Há casos em que a alma anda mais do que triste, mas sim esmagada, destroçada, apunhalada e violentada até a dor ser insuportável, como foi o caso de uma senhora de idade que veio à consulta por causa do seu braço direito que a impedia de trabalhar e dormir. Bastante inflamado informei-a que em poucos dias ficaria aliviada. Olhou-me e disse que era impossível. - Impossível como? Vai ver que as dores desaparecem. – Mas não desaparece o resto. Vi logo que havia mais alguma coisa. A senhora precisava de desabafar. É fácil libertar a língua de um sofredor. Contou que teve de criar o neto desde pequenino porque a mãe tinha morrido de leucemia fulminante. Bom aluno e bom neto. Há poucos anos morreu o avô. – O senhor doutor conhecia-o, era seu doente. Disse quem era. Recordo ter vindo à consulta e no dia seguinte sofrer um enfarte fatal. Depois desse dia o neto começou a ficar triste, deprimido e deixou de ir às aulas, mas no último período conseguiu recuperar e entrar na faculdade com boas notas. Foi então que tentei saber um pouco mais da doença e conclui que o rapaz sofria de esquizofrenia. Anda a ser tratado. – Como o senhor doutor sabe, às vezes começa com aqueles comportamentos e eu fico logo aflita, nem imagina. Ao longo destes anos ando sempre em sobressalto e a idade avança e não sei o que vai acontecer.
- Bom. Na próxima semana vamos ver como está o braço e depois trataremos da alma! Esboçou um sorriso, agradeceu e disse que sim que viria falar comigo. Vamos ver como se pode ajudar a “tristeza” desta alma. Para já, quer que a ouçam. E saber ouvir é meia cura para muitos males...

______

Requisitos do exercício
1. Na primeira frase do relato, além de "triste", há outras palavras que descrevem o estado da alma. Enumere todas.
2. Com base no relato, indique se cada afirmação está de acordo com ele, respondendo sim ou não e citando as palavras decisivas: (a) A senhora veio à consulta por causa do braço esquerdo. (b) A mãe do neto morreu de leucemia fulminante. (c) O neto não conseguiu entrar na faculdade.
3. Reproduza fielmente o trecho do relato que começa nas palavras "- Bom. Na próxima" e termina logo após as palavras "para muitos males...".
Os registos não são necessários para resolver este exercício.

Dados

______

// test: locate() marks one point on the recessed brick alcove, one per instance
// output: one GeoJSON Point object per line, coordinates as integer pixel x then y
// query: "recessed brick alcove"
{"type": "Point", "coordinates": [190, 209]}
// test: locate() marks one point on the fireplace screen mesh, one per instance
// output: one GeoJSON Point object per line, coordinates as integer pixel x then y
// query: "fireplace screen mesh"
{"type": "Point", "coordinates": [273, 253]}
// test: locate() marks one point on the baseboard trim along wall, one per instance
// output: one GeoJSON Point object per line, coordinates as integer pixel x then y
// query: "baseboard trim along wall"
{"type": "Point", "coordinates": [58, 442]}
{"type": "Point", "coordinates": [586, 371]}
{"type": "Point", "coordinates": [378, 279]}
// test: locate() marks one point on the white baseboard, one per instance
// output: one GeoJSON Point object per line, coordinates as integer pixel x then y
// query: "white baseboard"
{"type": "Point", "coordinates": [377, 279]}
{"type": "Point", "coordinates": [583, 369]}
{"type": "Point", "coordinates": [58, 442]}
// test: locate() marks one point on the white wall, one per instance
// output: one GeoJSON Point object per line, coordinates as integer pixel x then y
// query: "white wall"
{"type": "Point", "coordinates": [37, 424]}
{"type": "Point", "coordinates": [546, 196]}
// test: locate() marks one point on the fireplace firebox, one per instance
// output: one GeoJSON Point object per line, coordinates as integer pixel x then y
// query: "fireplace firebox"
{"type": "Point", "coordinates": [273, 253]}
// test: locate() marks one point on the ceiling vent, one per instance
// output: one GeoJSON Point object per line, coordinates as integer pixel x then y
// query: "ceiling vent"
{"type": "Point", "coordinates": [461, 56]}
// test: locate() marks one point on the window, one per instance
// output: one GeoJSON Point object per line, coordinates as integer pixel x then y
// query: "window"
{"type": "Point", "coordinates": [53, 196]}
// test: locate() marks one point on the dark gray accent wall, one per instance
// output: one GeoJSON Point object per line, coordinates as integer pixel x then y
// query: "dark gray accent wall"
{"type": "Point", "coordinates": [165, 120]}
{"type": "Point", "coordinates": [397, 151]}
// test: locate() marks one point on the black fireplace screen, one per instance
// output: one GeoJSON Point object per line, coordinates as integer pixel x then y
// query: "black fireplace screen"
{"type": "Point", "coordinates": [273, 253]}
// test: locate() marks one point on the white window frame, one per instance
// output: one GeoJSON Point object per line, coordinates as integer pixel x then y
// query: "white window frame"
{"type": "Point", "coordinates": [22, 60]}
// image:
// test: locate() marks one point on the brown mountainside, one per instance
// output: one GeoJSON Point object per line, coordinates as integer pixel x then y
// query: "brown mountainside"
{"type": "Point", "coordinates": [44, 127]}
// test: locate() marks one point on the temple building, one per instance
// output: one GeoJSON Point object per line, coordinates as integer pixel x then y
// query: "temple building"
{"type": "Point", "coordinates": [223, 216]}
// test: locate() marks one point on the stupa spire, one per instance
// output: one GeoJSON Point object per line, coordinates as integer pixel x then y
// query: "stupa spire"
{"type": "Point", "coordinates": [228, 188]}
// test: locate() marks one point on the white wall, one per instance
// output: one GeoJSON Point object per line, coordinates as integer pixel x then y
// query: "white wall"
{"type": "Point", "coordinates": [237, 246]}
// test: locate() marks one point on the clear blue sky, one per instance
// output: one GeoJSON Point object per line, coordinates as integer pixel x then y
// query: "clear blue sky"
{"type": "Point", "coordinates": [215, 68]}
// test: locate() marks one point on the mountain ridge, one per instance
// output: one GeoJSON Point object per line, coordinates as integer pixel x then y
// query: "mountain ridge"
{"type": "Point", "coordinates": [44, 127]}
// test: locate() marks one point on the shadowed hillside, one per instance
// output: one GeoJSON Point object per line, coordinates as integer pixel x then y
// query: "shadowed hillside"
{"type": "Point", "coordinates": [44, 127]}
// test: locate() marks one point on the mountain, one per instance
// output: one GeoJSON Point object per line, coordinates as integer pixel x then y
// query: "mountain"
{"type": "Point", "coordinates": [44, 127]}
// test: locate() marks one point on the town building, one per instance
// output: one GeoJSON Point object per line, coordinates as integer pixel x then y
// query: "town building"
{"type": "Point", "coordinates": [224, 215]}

______

Respostas do exercício
1. esmagada, destroçada, apunhalada, violentada

2.
(a) Não: "por causa do seu braço direito".
(b) Sim: "a mãe tinha morrido de leucemia fulminante".
(c) Não: "conseguiu recuperar e entrar na faculdade com boas notas".

3.
- Bom. Na próxima semana vamos ver como está o braço e depois trataremos da alma! Esboçou um sorriso, agradeceu e disse que sim que viria falar comigo. Vamos ver como se pode ajudar a “tristeza” desta alma. Para já, quer que a ouçam. E saber ouvir é meia cura para muitos males...